** Begin DATA RECORDS **
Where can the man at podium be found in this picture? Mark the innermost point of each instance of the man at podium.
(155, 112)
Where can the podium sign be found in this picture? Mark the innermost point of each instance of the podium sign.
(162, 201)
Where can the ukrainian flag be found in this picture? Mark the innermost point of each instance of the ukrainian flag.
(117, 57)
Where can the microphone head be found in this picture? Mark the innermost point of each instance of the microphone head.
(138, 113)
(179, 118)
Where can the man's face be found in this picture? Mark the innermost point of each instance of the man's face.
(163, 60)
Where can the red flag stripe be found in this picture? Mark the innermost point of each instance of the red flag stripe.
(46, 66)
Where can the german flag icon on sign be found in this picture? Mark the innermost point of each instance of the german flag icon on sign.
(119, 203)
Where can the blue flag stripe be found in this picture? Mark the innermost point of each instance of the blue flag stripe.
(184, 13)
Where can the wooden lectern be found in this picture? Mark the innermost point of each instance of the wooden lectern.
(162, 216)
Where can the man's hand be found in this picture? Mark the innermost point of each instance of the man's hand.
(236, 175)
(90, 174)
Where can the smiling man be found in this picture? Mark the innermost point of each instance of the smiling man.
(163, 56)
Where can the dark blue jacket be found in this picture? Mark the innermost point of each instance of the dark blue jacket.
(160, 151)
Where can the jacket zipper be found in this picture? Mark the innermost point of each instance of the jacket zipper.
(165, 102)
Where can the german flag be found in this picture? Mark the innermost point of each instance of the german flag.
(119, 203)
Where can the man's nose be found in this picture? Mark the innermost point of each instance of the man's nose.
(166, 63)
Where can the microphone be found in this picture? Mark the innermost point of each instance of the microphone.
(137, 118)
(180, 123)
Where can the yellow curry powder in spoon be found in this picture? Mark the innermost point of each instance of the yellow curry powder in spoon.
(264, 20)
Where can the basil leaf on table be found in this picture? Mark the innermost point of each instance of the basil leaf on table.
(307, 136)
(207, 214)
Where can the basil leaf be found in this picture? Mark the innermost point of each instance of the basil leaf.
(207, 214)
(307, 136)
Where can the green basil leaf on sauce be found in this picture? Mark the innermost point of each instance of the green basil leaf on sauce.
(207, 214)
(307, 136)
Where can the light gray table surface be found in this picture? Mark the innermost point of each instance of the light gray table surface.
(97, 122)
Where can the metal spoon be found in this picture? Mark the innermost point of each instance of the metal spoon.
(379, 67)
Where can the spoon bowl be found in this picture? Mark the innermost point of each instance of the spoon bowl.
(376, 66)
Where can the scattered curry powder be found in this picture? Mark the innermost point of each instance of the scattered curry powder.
** End DATA RECORDS **
Quote all the records. Keep every word exact.

*OUTPUT BELOW*:
Where can the man at podium be found in this picture? Mark the innermost point of each instance of the man at podium.
(155, 112)
Where can the podium sign be found in this picture? Mark the innermost point of each instance of the podium sign.
(162, 201)
Where can the ukrainian flag be found in this picture? Mark the innermost point of each instance of the ukrainian flag.
(117, 57)
Where can the microphone head be found in this picture? Mark the innermost point of each instance of the microphone head.
(138, 113)
(179, 118)
Where can the man's face be found in this picture? Mark the innermost point of each instance of the man's face.
(163, 60)
Where can the red flag stripe be found in this picture? Mark the innermost point of each instance of the red flag stripe.
(46, 66)
Where can the german flag icon on sign be found in this picture? Mark the innermost point of each instance of the german flag icon on sign.
(119, 203)
Where can the blue flag stripe be found in this picture? Mark the innermost point of each instance of the blue flag stripe.
(184, 13)
Where can the wooden lectern be found in this picture? Mark the innermost point of each instance of the wooden lectern.
(162, 216)
Where can the man's hand be found in this picture? Mark the innermost point of each instance of the man's hand.
(236, 175)
(90, 174)
Where can the smiling man be found in this picture? Mark the innermost point of each instance of the smiling man.
(163, 56)
Where can the dark blue jacket be found in this picture? Mark the innermost point of each instance of the dark blue jacket.
(160, 151)
Where can the jacket zipper be found in this picture? Mark the innermost point of each instance of the jacket zipper.
(165, 102)
Where can the german flag be found in this picture? Mark the innermost point of each instance of the german flag.
(119, 203)
Where can the man's nose be found in this picture? Mark the innermost point of each instance of the man's nose.
(166, 63)
Where can the microphone be found in this picture? Mark the innermost point of each instance of the microphone.
(137, 118)
(180, 123)
Where can the yellow curry powder in spoon be found in this picture? Mark the innermost point of each instance of the yellow curry powder in spoon.
(264, 20)
Where can the basil leaf on table be found in this picture? Mark the innermost point of each instance of the basil leaf on table.
(307, 136)
(207, 214)
Where can the basil leaf be found in this picture? Mark the innermost point of each instance of the basil leaf.
(207, 214)
(307, 136)
Where can the green basil leaf on sauce be found in this picture? Mark the innermost point of each instance of the green basil leaf on sauce.
(207, 214)
(307, 136)
Where can the light gray table surface be found in this picture? Mark the innermost point of each instance of the light gray table surface.
(97, 122)
Where can the metal spoon be found in this picture? Mark the innermost point of each instance of the metal spoon.
(379, 67)
Where can the spoon bowl be found in this picture? Mark the innermost point of each instance of the spoon bowl.
(376, 66)
Where can the scattered curry powder be found in this picture? Mark the innermost point of each instance of the scattered curry powder.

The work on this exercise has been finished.